Stored data:
+++
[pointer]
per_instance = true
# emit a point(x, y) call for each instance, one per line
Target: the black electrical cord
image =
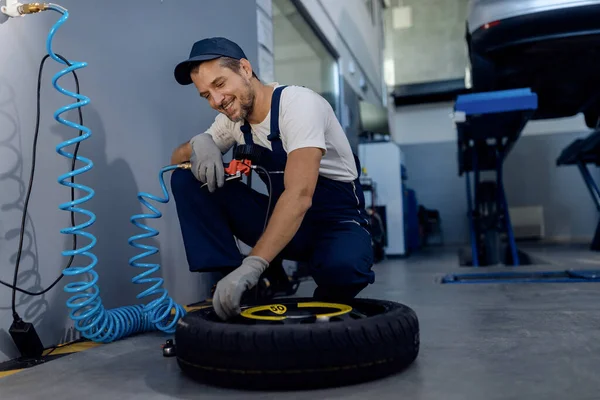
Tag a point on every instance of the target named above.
point(24, 217)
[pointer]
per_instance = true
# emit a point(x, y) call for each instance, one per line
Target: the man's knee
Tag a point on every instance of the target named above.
point(182, 179)
point(349, 268)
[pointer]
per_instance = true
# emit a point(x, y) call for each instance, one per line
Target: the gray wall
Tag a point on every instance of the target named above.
point(137, 115)
point(531, 179)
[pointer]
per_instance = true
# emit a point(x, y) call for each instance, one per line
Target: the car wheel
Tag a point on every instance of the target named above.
point(297, 343)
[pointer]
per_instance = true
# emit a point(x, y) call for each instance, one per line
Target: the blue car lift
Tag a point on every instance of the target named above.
point(488, 125)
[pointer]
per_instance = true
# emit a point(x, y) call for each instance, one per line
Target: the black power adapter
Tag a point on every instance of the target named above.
point(26, 339)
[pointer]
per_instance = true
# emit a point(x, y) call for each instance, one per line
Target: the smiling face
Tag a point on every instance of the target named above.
point(226, 85)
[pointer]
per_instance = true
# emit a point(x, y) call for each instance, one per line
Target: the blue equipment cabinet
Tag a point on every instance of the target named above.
point(488, 125)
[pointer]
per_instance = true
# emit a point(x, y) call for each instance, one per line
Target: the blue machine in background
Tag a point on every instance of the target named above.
point(488, 125)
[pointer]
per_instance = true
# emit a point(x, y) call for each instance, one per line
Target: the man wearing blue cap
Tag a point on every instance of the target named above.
point(317, 212)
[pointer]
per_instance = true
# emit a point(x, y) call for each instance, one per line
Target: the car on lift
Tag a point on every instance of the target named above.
point(550, 46)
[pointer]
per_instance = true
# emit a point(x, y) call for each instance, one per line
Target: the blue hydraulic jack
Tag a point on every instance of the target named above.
point(488, 125)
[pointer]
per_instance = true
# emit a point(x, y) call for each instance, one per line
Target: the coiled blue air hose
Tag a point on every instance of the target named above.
point(160, 308)
point(87, 311)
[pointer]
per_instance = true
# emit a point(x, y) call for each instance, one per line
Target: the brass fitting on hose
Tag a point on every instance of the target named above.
point(32, 8)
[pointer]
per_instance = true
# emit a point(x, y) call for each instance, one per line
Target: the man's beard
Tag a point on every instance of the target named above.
point(246, 103)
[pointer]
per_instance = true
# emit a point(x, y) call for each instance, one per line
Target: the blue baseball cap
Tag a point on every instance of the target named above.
point(204, 50)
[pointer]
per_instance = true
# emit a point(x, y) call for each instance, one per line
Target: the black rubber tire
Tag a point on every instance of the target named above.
point(298, 356)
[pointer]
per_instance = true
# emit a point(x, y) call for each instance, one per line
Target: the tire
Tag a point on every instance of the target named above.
point(299, 355)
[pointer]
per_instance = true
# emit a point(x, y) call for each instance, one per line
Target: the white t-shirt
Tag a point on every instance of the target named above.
point(306, 119)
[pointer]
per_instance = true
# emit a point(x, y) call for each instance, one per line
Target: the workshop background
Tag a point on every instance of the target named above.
point(138, 115)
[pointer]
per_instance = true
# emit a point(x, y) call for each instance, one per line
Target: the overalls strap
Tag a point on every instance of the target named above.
point(275, 101)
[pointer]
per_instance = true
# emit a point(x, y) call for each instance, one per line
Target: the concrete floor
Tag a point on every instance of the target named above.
point(481, 341)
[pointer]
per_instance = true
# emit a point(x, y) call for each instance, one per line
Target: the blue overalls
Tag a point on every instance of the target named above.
point(333, 239)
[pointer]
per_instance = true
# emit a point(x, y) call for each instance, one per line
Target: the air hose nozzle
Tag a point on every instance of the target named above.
point(32, 8)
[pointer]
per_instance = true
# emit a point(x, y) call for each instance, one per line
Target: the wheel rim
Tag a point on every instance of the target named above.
point(295, 311)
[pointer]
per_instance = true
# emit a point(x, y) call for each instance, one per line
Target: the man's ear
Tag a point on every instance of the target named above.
point(246, 68)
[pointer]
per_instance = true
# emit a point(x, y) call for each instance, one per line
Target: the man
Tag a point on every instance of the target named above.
point(316, 214)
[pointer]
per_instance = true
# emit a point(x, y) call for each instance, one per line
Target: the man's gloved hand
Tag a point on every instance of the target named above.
point(229, 291)
point(207, 164)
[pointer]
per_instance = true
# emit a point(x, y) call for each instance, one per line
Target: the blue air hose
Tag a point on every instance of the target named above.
point(160, 308)
point(91, 318)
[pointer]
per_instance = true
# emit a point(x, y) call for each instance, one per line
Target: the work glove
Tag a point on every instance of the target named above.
point(229, 291)
point(207, 164)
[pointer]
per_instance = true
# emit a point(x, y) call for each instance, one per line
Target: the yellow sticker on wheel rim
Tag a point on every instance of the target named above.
point(280, 310)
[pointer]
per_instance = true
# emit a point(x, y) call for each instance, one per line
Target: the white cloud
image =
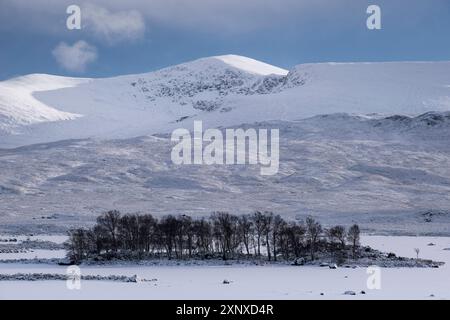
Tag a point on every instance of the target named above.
point(112, 26)
point(75, 58)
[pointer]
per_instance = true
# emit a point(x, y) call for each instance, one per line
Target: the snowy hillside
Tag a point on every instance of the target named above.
point(223, 91)
point(387, 174)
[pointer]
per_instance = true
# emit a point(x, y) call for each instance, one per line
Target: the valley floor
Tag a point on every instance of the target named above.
point(250, 282)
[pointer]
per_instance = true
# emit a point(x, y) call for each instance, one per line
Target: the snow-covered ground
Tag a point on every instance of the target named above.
point(250, 282)
point(221, 91)
point(386, 174)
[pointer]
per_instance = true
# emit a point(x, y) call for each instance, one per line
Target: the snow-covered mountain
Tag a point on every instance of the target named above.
point(222, 91)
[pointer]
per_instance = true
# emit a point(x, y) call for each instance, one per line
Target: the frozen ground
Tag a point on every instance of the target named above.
point(390, 175)
point(251, 282)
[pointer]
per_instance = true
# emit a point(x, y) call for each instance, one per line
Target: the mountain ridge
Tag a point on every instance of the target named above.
point(221, 91)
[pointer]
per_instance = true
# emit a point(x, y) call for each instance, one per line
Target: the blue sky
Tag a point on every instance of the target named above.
point(121, 37)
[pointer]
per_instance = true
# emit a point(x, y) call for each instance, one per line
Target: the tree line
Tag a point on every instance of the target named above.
point(262, 235)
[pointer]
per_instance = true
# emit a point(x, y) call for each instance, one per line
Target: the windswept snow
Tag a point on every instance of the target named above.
point(388, 174)
point(252, 65)
point(19, 106)
point(248, 281)
point(222, 91)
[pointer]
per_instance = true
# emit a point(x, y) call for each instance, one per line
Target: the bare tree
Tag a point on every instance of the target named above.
point(339, 234)
point(245, 226)
point(109, 221)
point(417, 251)
point(313, 232)
point(259, 223)
point(277, 225)
point(226, 232)
point(354, 236)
+++
WORK REQUEST:
After locating the line with "Target: the man's gloved hand" above, return that line and every later line through the one with "Target: the yellow sticker on wheel rim", word for word and with nothing else.

COMPLETED EXERCISE:
Target: the man's gloved hand
Tag a point on every instance of the target named above.
point(229, 291)
point(207, 164)
[pointer]
per_instance = true
# emit a point(x, y) call for each instance, one per line
Target: the blue air hose
Tag a point on every instance of the target named above.
point(160, 308)
point(91, 318)
[pointer]
per_instance = true
# emit a point(x, y) call for each instance, one per line
Target: the work glove
Tag a point on every instance of the target named above.
point(229, 291)
point(207, 164)
[pointer]
per_instance = true
# emit a point(x, y) call for each instance, one per line
Target: the yellow sticker on wheel rim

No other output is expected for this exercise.